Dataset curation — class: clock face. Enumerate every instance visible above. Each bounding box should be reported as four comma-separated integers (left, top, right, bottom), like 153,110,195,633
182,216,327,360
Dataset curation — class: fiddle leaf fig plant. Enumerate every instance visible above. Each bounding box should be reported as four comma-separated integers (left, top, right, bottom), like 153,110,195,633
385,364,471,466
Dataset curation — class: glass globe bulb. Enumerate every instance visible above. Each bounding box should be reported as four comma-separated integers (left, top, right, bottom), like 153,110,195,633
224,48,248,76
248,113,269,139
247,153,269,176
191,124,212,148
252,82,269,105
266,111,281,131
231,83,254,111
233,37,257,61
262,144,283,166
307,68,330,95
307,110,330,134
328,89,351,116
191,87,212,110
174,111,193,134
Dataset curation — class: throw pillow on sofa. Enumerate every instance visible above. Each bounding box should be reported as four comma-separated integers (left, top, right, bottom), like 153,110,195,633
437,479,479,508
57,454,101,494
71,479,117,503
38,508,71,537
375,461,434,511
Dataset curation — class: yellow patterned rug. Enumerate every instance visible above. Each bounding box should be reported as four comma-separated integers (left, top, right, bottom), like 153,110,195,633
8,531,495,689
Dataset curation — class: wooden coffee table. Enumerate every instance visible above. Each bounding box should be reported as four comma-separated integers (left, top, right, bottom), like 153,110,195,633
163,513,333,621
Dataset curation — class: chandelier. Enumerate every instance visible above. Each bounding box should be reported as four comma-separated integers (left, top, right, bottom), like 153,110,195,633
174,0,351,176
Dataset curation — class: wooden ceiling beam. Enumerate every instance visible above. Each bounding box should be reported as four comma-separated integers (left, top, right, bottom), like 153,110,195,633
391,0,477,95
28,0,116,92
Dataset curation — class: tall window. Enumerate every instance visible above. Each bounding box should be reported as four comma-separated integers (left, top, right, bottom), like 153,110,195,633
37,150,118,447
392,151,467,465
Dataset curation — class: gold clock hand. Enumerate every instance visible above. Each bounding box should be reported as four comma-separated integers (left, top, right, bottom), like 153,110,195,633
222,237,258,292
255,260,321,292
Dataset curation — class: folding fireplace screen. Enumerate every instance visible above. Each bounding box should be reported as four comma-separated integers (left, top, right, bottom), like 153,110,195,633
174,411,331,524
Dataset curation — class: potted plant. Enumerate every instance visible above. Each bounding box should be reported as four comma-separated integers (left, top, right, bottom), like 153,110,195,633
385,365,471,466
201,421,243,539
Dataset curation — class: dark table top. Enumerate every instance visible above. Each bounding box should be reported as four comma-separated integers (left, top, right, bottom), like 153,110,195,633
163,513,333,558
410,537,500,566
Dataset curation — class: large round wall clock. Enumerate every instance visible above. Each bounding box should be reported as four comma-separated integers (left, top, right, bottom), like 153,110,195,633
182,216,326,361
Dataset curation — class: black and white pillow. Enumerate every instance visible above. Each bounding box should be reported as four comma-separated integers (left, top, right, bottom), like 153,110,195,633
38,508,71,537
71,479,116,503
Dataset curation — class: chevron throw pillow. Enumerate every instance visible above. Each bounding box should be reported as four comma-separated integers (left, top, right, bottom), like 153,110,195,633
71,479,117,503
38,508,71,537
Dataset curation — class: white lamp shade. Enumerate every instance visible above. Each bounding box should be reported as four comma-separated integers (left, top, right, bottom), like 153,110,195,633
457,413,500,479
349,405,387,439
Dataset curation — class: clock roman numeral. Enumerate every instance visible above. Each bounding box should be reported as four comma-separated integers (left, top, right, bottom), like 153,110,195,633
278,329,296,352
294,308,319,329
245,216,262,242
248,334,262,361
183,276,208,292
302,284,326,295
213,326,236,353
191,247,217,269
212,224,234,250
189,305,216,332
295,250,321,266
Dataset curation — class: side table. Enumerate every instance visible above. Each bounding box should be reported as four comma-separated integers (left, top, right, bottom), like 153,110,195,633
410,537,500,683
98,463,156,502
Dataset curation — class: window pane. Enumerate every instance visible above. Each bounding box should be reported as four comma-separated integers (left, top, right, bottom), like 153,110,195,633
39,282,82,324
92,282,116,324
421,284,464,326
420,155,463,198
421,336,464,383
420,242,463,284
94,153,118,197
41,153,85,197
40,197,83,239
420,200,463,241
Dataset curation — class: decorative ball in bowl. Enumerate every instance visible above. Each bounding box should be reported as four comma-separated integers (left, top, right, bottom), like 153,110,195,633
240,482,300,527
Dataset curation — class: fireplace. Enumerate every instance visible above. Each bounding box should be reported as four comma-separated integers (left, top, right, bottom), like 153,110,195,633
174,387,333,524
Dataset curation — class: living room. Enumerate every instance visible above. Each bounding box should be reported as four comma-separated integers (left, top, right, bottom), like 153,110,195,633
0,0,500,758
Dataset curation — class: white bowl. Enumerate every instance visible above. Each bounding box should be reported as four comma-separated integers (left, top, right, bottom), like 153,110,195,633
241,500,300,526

============

| Aufgabe |
Bearbeite die Einträge oben, indem du überall „Enumerate“ durch „List“ ersetzt. Alles andere bleibt unverändert.

| Lösung |
Dataset curation — class: clock face. List every instance visible above. Each bounding box should be reported as four comma-separated integers (left, top, right, bottom), like 153,110,195,633
182,216,327,360
Dataset curation — class: fiddle leaf fig plant. List every instance visible above. Each bounding box should be reported as four comma-separated integers (left, top, right, bottom), like 153,110,195,633
385,364,471,466
Dataset curation — class: glass globe bulb. List every instance visible above. Each bounding box should be reported as four comma-separated integers (left, top, right, bottom), like 153,110,195,633
224,48,248,76
248,113,269,139
247,153,269,176
191,124,212,148
252,82,269,105
266,111,281,131
231,83,254,111
233,37,257,61
262,144,283,166
307,68,330,95
307,110,330,134
328,89,351,116
191,87,212,110
174,111,193,134
Dataset curation — class: throw pillow on sofa. List every instance visible above. Each bounding box should be reported as four comma-separated integers (left, top, right, bottom), like 153,110,195,633
437,479,479,508
57,454,101,494
71,479,117,503
38,508,71,537
375,461,434,511
Dataset curation — class: yellow patterned rug. List every instance visible above. Each bounding box should be reported as four comma-separated integers (left, top, right, bottom), like 153,110,195,633
8,531,495,689
Dataset curation — class: wooden coffee table. List every instance visible above. Each bounding box should be reported as four comma-separated integers (left, top, right, bottom), like 153,110,195,633
163,513,333,621
Dataset curation — class: chandelier. List every instance visible above. Each bounding box should be reported as four comma-separated integers (left, top, right, bottom), like 153,110,195,633
174,0,351,176
Dataset curation — class: wooden ceiling beam. List every instance visible above. Each bounding box should be reported as four comma-separated integers (left, top, right, bottom), like 153,110,195,633
391,0,477,95
28,0,116,92
Dataset curation — class: tall window. List every instance visible above. Each bounding box should be reported as four comma-separated integers (left, top, right, bottom), like 153,110,195,633
37,150,118,447
392,151,467,465
Dataset curation — class: gold clock hand. List every instance visible above. Each bounding box should be reported as four comma-separated integers (left, top, right, bottom), like 153,110,195,633
222,237,258,292
255,260,321,292
Dataset curation — class: folding fireplace screen. List every instance visible above. Each bounding box should be reported as four comma-separated integers (left, top, right, bottom), like 153,110,195,633
174,411,331,524
Dataset curation — class: potted plant. List every instance visible above. Each bounding box should be reported as four comma-separated integers (left, top, right, bottom), like 153,110,195,633
385,365,471,466
201,421,243,539
Dataset curation — class: dark table top. List every instance visible above. Each bounding box should be reported as four comma-separated integers (left, top, right, bottom), like 153,110,195,633
163,513,333,558
410,537,500,566
Dataset curation — class: large round wall clock. List every instance visible above. Each bounding box should be reported as four comma-separated integers (left, top, right, bottom), like 153,110,195,633
182,216,326,361
Dataset curation — class: black and white pillow. List every instance visible above. Each bounding box should be reported as four comma-separated integers (left, top, right, bottom), like 153,110,195,633
38,508,71,537
71,479,116,503
Dataset curation — class: chevron throw pillow. List every instance visible above. Each bounding box should be reported as four comma-separated integers (left, top, right, bottom), like 153,110,195,633
71,479,117,503
38,508,71,537
Dataset curation — class: white lamp shade. List every instance visible above. Each bounding box should be reported as four comma-separated integers (left, top, right, bottom), like 153,110,195,633
457,413,500,479
349,405,387,439
Dataset curation — class: clock roman numeral. List every instance visible above. Each bounding box should be reported as four comma-separated integers (left, top, right, bottom), like 153,110,195,633
278,329,296,352
294,308,319,329
245,216,262,242
248,334,262,361
183,276,208,292
302,284,326,295
213,326,236,353
191,247,217,269
212,224,234,250
189,305,216,332
295,250,321,266
Dataset curation — class: side table. List every instance visible above. Each bounding box should be reported as four comma-separated integers (left, top, right, bottom), like 153,110,195,633
410,537,500,683
98,463,156,502
Dataset curation — class: window pane. List every instance visible above. Each bounding box should be reported as four comma-separated integers (left, top, right, bottom), like 153,110,195,633
39,282,82,324
92,282,116,324
421,284,464,326
420,155,463,198
421,336,464,383
420,242,463,284
94,153,118,197
41,153,85,197
40,197,83,239
420,200,463,241
Dataset curation — class: decorative ball in bowl. List every instance visible above. Each bounding box should be reported as four comma-separated integers (left, top, right, bottom), like 153,110,195,633
240,482,300,527
Dataset curation — class: fireplace. List every instance visible above. Each bounding box should be reported as four comma-separated integers (left, top, right, bottom), like 153,110,195,633
174,387,333,524
Dataset curation — class: living room. List every instance visible above. Each bounding box should be reported as four comma-separated integers (left, top, right, bottom), like 153,110,195,633
0,0,500,758
Dataset curation — class: white bowl. List every instance visible above. Each bounding box should be reported as four comma-separated integers (left, top, right, bottom), like 153,110,195,633
241,500,300,526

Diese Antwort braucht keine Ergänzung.